Restate the whole listing exactly.

==========

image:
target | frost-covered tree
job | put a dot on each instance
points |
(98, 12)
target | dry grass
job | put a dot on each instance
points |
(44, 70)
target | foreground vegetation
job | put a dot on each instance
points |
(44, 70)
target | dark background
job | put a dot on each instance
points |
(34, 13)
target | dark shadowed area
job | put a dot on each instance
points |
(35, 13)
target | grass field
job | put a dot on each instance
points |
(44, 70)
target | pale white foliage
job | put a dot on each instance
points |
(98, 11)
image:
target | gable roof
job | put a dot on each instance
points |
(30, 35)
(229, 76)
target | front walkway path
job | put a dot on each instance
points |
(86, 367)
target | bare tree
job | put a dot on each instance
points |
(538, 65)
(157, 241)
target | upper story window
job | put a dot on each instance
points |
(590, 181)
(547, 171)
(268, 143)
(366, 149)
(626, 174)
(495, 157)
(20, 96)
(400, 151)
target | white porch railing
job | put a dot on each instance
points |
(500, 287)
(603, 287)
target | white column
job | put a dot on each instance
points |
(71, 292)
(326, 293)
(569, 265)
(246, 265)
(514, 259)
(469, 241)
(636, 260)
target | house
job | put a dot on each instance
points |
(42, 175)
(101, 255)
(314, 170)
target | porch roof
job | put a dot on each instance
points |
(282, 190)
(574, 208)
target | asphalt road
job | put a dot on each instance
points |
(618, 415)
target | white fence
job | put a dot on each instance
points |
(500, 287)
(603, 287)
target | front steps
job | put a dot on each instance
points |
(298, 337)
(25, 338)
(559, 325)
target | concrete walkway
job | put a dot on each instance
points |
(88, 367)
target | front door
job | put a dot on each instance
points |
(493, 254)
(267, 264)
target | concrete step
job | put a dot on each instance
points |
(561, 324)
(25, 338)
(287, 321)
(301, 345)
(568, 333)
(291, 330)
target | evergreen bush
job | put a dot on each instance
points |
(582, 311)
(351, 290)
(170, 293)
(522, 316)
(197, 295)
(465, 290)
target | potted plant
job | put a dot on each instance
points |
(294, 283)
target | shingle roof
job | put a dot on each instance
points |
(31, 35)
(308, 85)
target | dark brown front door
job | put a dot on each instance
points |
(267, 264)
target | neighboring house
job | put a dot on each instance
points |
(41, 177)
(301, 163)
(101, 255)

==========

**Output**
image:
target | frost-covered tree
job | put a dot on each instance
points |
(98, 12)
target | dry grass
job | put a dot on each instance
points |
(44, 70)
target | foreground vegetation
job | put a dot on each instance
points |
(44, 70)
target | dark background
job | put a dot on each instance
points |
(34, 13)
target | dark shadowed area
job | put a dot on each instance
points |
(35, 13)
target | grass field
job | put a dot on each instance
points |
(44, 70)
target | pale white foliage
job | put a dot on each instance
points |
(98, 11)
image:
target | gable roof
job | put a dot on each instance
points |
(30, 35)
(229, 76)
target | front walkway path
job | put a dot on each instance
points |
(86, 367)
target | bare tree
job | put a dot on each instance
points |
(538, 65)
(157, 241)
target | upper story window
job | put a dot on each instance
points |
(590, 181)
(547, 171)
(268, 143)
(366, 149)
(626, 174)
(495, 157)
(20, 96)
(400, 151)
target | white porch railing
job | put a dot on each instance
points |
(500, 287)
(603, 287)
target | white column
job | put a dot on each instance
points |
(71, 292)
(326, 293)
(569, 265)
(246, 265)
(514, 259)
(469, 241)
(636, 260)
target | house
job | put a dot on each instance
points |
(42, 175)
(101, 255)
(314, 170)
target | porch roof
job | put a dot on each instance
points |
(282, 190)
(574, 208)
target | asphalt road
job | put a dot on each instance
points |
(618, 415)
target | white fence
job | put a dot on each instance
points |
(500, 287)
(603, 287)
target | front steps
job | put a dot on each instance
points |
(298, 337)
(25, 338)
(559, 325)
target | concrete walkway
job | put a dot on each instance
points |
(88, 367)
target | front door
job | put a dot on each instance
points |
(493, 254)
(267, 264)
target | concrete step
job | put a dot on each instance
points |
(561, 324)
(25, 338)
(287, 321)
(301, 345)
(568, 333)
(291, 330)
target | evergreen bush
job | put a dot on each instance
points |
(582, 311)
(351, 290)
(170, 293)
(522, 316)
(197, 295)
(465, 290)
target | potted plant
job | put a dot on each instance
points |
(294, 283)
target | shingle roof
job | put a dot on each instance
points |
(31, 35)
(308, 85)
target | dark brown front door
job | put a dot on each instance
points |
(267, 264)
target | neighboring house
job | put a dot on each instance
points |
(41, 177)
(301, 163)
(101, 255)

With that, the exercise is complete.